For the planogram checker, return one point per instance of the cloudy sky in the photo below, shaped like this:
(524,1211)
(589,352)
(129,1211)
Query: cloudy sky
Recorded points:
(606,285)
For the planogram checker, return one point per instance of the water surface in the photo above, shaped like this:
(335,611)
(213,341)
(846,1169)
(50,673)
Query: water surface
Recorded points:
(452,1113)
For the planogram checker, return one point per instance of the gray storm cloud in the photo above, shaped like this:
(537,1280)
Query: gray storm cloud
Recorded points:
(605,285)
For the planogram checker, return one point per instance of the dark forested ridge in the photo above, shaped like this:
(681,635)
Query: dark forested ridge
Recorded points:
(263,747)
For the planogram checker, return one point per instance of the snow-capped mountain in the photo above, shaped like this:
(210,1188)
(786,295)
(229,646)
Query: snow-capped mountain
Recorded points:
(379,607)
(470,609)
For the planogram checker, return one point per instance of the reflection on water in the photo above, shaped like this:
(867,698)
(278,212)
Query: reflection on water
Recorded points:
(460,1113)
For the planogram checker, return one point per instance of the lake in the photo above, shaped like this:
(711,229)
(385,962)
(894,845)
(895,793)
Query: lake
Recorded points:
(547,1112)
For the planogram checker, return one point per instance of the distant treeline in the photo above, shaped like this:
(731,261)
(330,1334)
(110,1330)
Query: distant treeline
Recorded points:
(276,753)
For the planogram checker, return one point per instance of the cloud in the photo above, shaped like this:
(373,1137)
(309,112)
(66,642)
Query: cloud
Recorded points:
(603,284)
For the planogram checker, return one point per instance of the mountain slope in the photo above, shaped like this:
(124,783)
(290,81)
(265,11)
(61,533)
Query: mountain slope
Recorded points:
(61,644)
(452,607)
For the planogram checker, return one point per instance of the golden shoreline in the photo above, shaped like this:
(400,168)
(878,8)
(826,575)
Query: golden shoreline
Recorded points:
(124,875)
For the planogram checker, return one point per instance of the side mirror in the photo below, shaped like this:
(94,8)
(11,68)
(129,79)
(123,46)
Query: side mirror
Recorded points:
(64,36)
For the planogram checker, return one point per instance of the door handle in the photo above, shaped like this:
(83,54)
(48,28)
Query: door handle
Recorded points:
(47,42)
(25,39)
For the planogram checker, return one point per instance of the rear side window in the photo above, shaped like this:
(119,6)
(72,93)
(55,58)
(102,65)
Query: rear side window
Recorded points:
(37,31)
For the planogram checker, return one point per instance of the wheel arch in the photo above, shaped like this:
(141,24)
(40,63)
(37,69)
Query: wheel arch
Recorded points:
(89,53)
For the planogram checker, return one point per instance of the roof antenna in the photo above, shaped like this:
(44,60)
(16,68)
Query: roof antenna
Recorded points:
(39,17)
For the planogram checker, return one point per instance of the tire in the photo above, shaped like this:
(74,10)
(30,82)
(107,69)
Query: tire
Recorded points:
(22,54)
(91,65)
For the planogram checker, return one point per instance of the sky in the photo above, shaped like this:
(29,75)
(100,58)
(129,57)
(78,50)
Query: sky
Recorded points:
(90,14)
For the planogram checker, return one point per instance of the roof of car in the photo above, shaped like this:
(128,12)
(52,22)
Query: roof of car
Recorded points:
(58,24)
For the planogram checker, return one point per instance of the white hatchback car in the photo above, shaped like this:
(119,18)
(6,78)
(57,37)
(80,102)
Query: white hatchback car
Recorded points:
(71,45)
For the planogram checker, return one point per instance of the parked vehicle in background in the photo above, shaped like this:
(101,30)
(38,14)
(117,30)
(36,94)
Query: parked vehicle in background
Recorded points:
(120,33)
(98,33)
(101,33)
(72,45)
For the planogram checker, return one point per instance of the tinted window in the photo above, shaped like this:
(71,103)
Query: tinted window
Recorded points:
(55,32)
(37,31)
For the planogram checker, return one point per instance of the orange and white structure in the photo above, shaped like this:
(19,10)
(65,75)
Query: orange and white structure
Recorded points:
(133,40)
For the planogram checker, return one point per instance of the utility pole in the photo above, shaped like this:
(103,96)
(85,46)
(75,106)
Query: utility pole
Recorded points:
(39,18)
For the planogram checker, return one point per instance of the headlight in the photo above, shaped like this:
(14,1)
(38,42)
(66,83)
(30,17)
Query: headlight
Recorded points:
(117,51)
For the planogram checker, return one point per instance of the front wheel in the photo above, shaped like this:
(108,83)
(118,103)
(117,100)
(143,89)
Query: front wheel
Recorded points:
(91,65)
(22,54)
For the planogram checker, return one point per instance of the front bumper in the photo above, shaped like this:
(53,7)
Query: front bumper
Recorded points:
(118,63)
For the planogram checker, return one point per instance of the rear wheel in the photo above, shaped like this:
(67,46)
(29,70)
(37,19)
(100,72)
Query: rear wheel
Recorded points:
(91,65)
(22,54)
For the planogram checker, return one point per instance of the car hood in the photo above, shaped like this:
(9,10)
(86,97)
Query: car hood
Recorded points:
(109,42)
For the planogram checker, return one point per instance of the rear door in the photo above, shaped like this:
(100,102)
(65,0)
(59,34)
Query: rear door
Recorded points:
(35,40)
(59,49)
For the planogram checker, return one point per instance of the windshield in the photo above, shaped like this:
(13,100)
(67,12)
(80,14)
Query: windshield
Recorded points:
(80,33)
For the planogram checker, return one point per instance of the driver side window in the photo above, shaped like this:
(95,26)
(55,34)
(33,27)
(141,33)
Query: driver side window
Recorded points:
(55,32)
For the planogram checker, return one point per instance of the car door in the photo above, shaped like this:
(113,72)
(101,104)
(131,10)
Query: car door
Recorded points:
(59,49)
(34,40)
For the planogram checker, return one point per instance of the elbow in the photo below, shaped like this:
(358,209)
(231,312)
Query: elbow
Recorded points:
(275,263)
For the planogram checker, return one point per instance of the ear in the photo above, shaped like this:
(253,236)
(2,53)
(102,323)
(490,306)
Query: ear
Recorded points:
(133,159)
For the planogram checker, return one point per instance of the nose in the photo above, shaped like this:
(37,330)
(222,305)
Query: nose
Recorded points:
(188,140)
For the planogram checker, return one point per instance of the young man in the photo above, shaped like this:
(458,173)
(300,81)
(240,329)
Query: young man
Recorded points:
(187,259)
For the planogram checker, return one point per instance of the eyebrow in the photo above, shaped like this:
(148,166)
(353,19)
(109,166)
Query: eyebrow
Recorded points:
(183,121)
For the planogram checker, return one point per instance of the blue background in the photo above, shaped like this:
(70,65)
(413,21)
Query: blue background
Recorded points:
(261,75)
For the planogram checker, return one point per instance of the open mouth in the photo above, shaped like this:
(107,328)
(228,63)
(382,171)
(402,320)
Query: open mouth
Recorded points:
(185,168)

WHAT IS BEING ASKED -
Find the line with "of the young" in the listing above, then write out that line and each remaining line exactly, with no other text.

SOLUTION TO THE PROBLEM -
For the planogram checker, return one point per instance of the young man in the photo above, shaped like this:
(458,173)
(300,81)
(240,329)
Query: young man
Recorded points:
(187,259)
For the planogram checker, return one point per instance of the eyebrow in the photo above, shaped like this:
(148,166)
(353,19)
(109,166)
Query: eyebrow
Recorded points:
(183,121)
For the planogram checker, return one point per instance of the blue background in the photo above, shaped like this:
(70,65)
(413,21)
Query: blue background
Recorded points:
(261,75)
For the planogram checker, return one point per instance of the open mouth in the photo above, shaped like this:
(107,328)
(228,63)
(382,171)
(402,320)
Query: open mouth
Recorded points:
(185,168)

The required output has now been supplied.